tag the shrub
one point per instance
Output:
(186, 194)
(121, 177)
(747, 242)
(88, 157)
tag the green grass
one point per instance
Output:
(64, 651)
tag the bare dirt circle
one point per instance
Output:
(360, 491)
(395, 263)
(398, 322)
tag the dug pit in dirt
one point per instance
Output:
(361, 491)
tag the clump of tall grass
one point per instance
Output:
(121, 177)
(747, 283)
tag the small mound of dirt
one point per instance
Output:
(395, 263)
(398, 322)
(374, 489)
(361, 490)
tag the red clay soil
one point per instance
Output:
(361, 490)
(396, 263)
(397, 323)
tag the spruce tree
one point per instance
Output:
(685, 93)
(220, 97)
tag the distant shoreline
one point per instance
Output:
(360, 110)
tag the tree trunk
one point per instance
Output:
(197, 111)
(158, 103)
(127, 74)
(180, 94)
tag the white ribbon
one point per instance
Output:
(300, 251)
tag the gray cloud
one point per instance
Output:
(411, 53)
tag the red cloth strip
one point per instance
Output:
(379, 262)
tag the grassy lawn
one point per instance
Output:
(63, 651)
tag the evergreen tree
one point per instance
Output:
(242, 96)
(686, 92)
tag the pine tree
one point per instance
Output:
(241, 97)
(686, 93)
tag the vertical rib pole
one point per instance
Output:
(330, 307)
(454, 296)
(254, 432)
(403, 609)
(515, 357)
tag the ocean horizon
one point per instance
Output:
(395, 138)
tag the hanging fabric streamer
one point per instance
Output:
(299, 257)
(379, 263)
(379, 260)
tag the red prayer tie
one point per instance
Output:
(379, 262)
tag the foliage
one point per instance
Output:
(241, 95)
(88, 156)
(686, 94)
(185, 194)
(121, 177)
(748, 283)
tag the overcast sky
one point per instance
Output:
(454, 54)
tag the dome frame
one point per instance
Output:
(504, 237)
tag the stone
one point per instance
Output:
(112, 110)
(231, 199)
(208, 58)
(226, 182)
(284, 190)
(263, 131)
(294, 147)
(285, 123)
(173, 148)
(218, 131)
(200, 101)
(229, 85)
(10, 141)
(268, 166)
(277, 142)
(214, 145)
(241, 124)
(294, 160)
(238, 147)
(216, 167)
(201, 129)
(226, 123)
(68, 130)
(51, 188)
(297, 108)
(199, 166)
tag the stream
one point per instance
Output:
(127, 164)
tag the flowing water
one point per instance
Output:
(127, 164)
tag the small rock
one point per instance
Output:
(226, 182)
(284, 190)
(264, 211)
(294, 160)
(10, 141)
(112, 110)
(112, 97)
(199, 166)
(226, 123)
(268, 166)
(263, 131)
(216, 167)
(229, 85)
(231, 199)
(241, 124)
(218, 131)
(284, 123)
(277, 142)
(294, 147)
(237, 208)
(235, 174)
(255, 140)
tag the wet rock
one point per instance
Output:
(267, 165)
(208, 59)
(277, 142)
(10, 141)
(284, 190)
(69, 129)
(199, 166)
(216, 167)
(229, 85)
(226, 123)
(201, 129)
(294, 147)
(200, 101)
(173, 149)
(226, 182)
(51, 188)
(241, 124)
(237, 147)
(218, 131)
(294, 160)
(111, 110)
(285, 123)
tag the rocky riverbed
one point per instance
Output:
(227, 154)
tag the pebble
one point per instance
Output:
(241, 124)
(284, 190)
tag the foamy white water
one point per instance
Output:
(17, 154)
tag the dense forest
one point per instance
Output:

• Work task
In the material above, find the line containing "tag the hanging fabric streamer" and the line containing "tag the dome frame", then write out exactly those two lines and every line between them, and nothing more.

• Expected answer
tag the hanging fabric streamer
one point per instance
Output:
(299, 257)
(379, 263)
(379, 260)
tag the red prayer tie
one point per instance
Output:
(379, 262)
tag the foliage
one point per instance
Output:
(241, 95)
(88, 156)
(686, 94)
(185, 194)
(121, 177)
(748, 283)
tag the overcast sky
one point per instance
Output:
(454, 54)
tag the dome frame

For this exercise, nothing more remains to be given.